[Opening MATERIALS PROVIDED section]

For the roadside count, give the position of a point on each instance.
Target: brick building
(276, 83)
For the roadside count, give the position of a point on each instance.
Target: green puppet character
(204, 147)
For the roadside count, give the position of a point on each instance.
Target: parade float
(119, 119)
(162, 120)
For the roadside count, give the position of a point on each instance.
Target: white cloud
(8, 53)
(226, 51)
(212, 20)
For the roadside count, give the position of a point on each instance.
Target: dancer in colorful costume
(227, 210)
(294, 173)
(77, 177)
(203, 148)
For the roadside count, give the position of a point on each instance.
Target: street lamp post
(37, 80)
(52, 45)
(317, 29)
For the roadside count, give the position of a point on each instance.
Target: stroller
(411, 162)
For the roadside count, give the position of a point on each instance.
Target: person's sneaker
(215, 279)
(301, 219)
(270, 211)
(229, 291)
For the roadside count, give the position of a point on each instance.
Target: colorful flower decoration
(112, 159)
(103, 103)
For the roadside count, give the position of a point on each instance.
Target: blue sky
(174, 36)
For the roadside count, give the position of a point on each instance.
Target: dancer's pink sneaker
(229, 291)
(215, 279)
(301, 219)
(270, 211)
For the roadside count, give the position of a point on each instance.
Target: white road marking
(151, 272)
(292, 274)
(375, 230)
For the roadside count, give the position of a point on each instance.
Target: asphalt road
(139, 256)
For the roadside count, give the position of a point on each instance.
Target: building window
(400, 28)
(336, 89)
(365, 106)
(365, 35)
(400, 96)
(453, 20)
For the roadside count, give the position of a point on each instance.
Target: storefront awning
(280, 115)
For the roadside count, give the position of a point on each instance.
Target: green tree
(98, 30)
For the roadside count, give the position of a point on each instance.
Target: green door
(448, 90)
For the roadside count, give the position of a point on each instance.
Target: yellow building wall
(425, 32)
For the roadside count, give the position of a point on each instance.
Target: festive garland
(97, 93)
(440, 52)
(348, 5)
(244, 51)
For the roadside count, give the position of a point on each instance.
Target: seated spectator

[Closing MATERIALS PROVIDED section]

-- WHAT TO PRODUCE --
Exact transcription of the listing is needed, with no line left out.

-- RESULT FOR THIS TASK --
For the roadside count, give the position of a point on each instance.
Target: brick building
(276, 83)
For the roadside count, give the position of a point on each instance.
Target: green puppet character
(204, 147)
For the roadside count, give the position of a point on each instance.
Target: parade float
(119, 119)
(162, 120)
For the roadside count, give the position of a point on each instance.
Target: white cloud
(8, 53)
(226, 51)
(212, 20)
For the roadside count, give the position of a point on each instance.
Target: dancer in colorful costume
(227, 210)
(294, 173)
(77, 177)
(203, 148)
For the roadside count, give the position of a point on each instance.
Target: street lamp post
(37, 80)
(52, 45)
(317, 29)
For the roadside count, give the position of a point on each instance.
Target: stroller
(411, 162)
For the roadside count, give the position of a point on each instance.
Target: person's sneaker
(215, 279)
(301, 219)
(270, 211)
(229, 291)
For the roadside count, give the position of a point on each instance.
Target: colorful flower decoration
(112, 159)
(103, 103)
For the roadside count, give the position of a point on each instance.
Target: blue sky
(174, 36)
For the roadside count, give the position of a point on each instance.
Target: dancer's pink sneaker
(229, 291)
(215, 279)
(301, 219)
(270, 211)
For the roadside count, give the position of a point on each instance.
Target: white road marking
(151, 272)
(292, 274)
(375, 230)
For the roadside count, give the position of a point on each instance.
Target: asphalt road
(139, 256)
For the roadside count, give the position of a point on each instance.
Target: building window
(400, 28)
(336, 89)
(365, 106)
(365, 35)
(400, 96)
(453, 20)
For the roadside count, give the position of a point on each instance.
Target: storefront awning
(280, 115)
For the roadside count, give the position of a point on each instance.
Target: green tree
(98, 30)
For the roadside count, give the position of a point on each instance.
Target: green door
(448, 90)
For the roadside count, give the position of a point on each instance.
Target: yellow building wall
(425, 32)
For the roadside count, give the position of a point on each instance.
Target: festive garland
(97, 93)
(440, 52)
(348, 5)
(244, 51)
For the roadside count, give the position of a point on each instance.
Target: seated spectator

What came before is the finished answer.